Re: NST power rating -- another perspective

["Tesla list" <tesla-at-pupman-dot-com>]

Original poster: "Antonio Carlos M. de Queiroz" <acmq-at-compuland-dot-com.br> 

Tesla list wrote:
 >
 > Original poster: "Gerry Reynolds" <gerryreynolds-at-earthlink-dot-net>

 > I think ^^ is a C language notation because ^ is a bitwise operator for
 > exclusive or.

My C compilers don't have exponentiation, but in Fortran exponentiation
is "**". In BASIC it is "^".

 >  >  > the power across RL is:
 >  >  > PL = Vsec(oc)^^2  x   RL / [(sL)^^2 + sL(R + RL) + (R + RL)^^2]
 >  >
 >  > Power is not calculable so directly in this way. A product in the time
 >  > domain is not a product of transforms.
 >
 > My VL, IL, and PL should have been expressed as VL(s), IL(s), and PL(s) and
 > Vsec(oc) is assumed to be the transformed Vsec(oc).  I meant to keep the
 > expressions in frequency domain. The power in frequency domain, I believe,
 > will be the product of VL(s) and IL(s).  One can then take the inverse
 > Laplace transform to convert back to time domain (for the general
 > case).....or, one can do what you suggest below.

To see that the general expression doesn't work, try to compute the
power when Vsec(s)=V/s, a step function (or DC), and L=0:
PL=(V/s)^2*RL/(R+RL)^2
The inverse Laplace transform of this is a ramp, not a constant as it
should be.
Note that to obtain the correct value making s=jw you have to consider
Vsec as a constant, a phasor, not the Laplace transform of Vsec(s)
when s=jw. A product of Laplace transforms is a convolution in time,
not a product. Power is a nonlinear function of the voltage, and can't
be calculated directly from these transforms, although, as you observed,
some simple tricks give the correct answers.

Antonio Carlos M. de Queiroz

[Saved data entries]
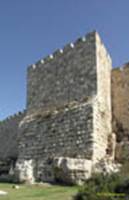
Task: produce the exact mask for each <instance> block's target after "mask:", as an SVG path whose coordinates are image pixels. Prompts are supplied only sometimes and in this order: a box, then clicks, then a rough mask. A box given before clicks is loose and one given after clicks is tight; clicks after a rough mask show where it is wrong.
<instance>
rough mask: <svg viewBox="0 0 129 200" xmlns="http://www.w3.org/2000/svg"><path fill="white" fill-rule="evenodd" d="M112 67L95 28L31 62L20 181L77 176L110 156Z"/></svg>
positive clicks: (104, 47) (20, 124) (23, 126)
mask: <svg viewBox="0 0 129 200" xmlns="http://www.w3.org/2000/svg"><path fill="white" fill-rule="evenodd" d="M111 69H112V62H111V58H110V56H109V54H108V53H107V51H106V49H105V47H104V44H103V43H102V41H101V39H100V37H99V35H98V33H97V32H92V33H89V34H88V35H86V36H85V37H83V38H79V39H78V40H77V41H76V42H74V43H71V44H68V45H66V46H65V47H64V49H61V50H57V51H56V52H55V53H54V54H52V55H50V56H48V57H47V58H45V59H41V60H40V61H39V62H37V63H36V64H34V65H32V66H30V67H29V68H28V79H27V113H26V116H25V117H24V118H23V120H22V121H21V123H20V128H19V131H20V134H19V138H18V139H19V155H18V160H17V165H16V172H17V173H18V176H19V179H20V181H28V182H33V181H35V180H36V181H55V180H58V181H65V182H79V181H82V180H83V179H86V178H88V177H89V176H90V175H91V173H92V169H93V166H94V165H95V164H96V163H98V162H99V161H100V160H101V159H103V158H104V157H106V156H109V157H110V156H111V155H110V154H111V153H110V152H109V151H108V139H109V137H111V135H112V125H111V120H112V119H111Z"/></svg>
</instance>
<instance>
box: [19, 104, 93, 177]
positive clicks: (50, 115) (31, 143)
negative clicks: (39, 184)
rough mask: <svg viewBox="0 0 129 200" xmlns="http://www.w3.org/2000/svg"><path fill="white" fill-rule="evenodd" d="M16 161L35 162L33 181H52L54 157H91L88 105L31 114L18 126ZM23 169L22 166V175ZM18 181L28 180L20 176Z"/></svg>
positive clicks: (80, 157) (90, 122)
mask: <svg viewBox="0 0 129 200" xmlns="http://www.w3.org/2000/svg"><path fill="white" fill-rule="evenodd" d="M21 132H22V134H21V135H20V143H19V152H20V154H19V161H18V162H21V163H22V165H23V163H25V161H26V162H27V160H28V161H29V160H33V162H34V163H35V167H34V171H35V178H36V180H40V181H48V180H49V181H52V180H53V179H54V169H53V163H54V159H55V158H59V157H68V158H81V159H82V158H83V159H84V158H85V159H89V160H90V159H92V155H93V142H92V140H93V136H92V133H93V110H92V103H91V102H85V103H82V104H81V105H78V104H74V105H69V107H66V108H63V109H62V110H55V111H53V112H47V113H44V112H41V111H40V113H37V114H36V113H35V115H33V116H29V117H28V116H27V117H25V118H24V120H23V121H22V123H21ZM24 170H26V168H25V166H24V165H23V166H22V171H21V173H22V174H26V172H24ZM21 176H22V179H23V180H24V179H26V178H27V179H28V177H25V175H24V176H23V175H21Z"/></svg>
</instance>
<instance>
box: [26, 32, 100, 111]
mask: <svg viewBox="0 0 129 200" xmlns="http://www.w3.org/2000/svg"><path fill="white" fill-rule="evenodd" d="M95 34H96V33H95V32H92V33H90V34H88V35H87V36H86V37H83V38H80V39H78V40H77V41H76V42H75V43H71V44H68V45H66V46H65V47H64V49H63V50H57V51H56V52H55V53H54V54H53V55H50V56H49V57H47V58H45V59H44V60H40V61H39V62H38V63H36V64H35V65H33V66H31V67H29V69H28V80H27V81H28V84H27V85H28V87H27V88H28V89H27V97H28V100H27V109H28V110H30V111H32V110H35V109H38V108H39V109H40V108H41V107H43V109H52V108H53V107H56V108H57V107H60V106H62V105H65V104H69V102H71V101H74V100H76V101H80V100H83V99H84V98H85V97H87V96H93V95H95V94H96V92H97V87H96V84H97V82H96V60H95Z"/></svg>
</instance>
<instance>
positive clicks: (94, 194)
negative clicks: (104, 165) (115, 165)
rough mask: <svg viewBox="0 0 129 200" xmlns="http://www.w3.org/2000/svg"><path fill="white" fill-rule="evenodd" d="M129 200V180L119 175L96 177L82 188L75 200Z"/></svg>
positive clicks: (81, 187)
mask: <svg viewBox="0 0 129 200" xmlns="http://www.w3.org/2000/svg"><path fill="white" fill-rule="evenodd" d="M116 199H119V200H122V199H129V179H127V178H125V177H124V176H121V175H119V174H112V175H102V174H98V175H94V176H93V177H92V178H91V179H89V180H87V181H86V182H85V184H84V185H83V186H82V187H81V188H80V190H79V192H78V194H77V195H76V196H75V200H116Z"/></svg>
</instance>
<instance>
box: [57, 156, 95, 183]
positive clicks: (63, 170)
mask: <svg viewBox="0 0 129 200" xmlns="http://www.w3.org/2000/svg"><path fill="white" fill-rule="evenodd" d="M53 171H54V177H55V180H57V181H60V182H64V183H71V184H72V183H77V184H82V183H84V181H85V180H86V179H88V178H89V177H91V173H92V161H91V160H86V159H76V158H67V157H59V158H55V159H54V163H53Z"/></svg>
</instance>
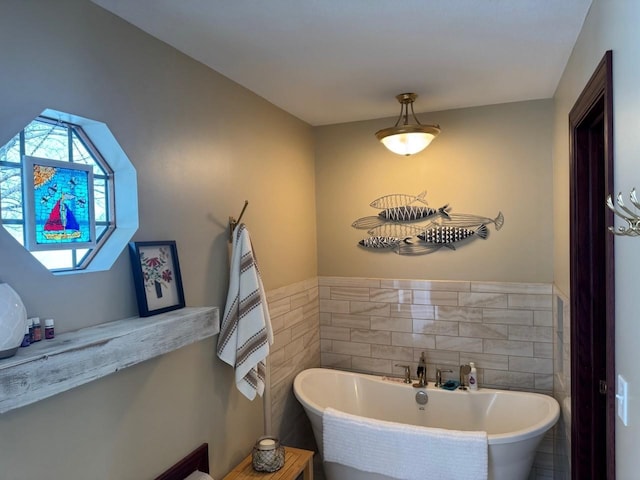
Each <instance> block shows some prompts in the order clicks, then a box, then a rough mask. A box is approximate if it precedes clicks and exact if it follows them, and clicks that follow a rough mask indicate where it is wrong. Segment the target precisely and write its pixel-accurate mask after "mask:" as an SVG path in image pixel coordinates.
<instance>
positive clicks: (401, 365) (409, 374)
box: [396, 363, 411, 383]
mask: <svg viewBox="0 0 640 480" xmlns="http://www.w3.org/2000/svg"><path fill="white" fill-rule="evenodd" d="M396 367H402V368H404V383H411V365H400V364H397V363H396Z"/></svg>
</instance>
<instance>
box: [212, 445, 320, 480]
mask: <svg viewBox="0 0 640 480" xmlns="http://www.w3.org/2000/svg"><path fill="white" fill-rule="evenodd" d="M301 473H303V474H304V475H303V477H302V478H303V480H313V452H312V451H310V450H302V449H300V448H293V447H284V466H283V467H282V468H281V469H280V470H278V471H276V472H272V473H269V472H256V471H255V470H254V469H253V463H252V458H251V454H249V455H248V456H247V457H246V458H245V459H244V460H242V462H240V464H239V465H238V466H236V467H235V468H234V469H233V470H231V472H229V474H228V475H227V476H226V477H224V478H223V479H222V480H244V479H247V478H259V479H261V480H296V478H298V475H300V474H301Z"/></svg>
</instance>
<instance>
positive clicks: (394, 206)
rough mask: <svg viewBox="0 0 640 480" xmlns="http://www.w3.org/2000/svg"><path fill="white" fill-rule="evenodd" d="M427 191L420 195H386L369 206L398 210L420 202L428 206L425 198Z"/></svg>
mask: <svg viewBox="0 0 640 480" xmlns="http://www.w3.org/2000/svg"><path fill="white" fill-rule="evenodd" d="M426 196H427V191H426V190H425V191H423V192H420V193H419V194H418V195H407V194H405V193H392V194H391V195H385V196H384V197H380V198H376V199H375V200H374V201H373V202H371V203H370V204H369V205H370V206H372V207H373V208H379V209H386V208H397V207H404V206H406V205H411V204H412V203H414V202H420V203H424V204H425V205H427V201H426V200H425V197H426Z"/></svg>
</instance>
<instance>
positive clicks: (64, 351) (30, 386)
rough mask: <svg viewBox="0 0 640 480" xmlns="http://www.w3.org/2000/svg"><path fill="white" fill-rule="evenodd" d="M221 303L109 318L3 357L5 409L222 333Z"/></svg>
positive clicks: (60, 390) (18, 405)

:: WHAT THIS TASK INVOLVES ::
Can you repeat the passage from the NST power thread word for word, starting at "To see that" and ending at "the correct answers."? The material comes from a source separate from the thread.

:: EXERCISE ANSWER ::
To see that the general expression doesn't work, try to compute the
power when Vsec(s)=V/s, a step function (or DC), and L=0:
PL=(V/s)^2*RL/(R+RL)^2
The inverse Laplace transform of this is a ramp, not a constant as it
should be.
Note that to obtain the correct value making s=jw you have to consider
Vsec as a constant, a phasor, not the Laplace transform of Vsec(s)
when s=jw. A product of Laplace transforms is a convolution in time,
not a product. Power is a nonlinear function of the voltage, and can't
be calculated directly from these transforms, although, as you observed,
some simple tricks give the correct answers.